Canada is set to legalise euthanasia on the grounds of mental health in March 2024. As the date approaches, debate is reigniting around the controversial law which will legalise euthanasia for drug addicts. The move is being branded as “eugenics” by individuals involved in addiction support and recovery.
Canada’s medical assistance in dying law (MAID) legalised euthanasia across the country in 2016. From March 2024, the law will be expanded to include the right to euthanasia and assisted suicide for those whose sole underlying medical condition is a mental illness. As the American Psychological Association classifies addictive disorders as mental health disorders , a person with an addiction will become eligible for euthanasia.
Moves to legalise euthanasia on grounds of mental health blasted as “eugenics”
Zoe Dodd, a Toronto-based harm reduction advocate has said “I just think that MAID, when it has entered the area around mental health and substance use, is really rooted in eugenics. And there are people who are really struggling around substance use and people do not actually get the kind of support and help they need”.
Her views were echoed by drug user activist Karen Ward. Ms Ward criticised the Canadian government, saying that this change in the law makes a “statement in federal law that some people aren’t really human”. She added that “The government has made death accessible while a better life remains impossible”.
A year to see a psychiatrist but only two weeks for euthanasia
Earlier this year, The Telegraph published a ‘Letter to the Editor’ in which a reader from Canada outlined that a family member had to wait a year for a psychiatric appointment but that it’s possible to make an appointment for euthanasia in two weeks.
The letter draws attention to the ease with which one could end their own life through assisted suicide compared to the difficulty of receiving genuine medical care. Its author, Susan Postill, from Toronto, Canada, said “Here in Canada, a member of my family was recently told there would be a one-year wait to see a psychiatrist, despite a serious psychiatric history. During the same time frame, a woman I know of was able to make a euthanasia appointment within two weeks”.

Exercise data ::
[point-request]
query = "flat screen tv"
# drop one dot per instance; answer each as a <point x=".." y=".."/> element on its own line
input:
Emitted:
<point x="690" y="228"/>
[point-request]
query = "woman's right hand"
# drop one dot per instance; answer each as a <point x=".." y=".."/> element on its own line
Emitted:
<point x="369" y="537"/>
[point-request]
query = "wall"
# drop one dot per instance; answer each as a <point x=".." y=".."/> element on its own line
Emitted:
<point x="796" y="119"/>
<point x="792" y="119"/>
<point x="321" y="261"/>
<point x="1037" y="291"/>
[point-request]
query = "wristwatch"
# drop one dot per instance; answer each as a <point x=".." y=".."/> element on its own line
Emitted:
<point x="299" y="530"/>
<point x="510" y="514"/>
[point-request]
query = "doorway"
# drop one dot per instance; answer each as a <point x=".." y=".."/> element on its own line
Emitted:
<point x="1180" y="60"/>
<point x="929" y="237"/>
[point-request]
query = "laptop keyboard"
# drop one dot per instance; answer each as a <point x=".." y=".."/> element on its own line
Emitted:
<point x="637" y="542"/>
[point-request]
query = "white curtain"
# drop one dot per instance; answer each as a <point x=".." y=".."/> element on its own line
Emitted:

Problem to solve ::
From the article on Canada's euthanasia law, reproduce verbatim the part that opens with the words containing "A year to see" and closes with "in two weeks.".

Exercise output ::
A year to see a psychiatrist but only two weeks for euthanasia
Earlier this year, The Telegraph published a ‘Letter to the Editor’ in which a reader from Canada outlined that a family member had to wait a year for a psychiatric appointment but that it’s possible to make an appointment for euthanasia in two weeks.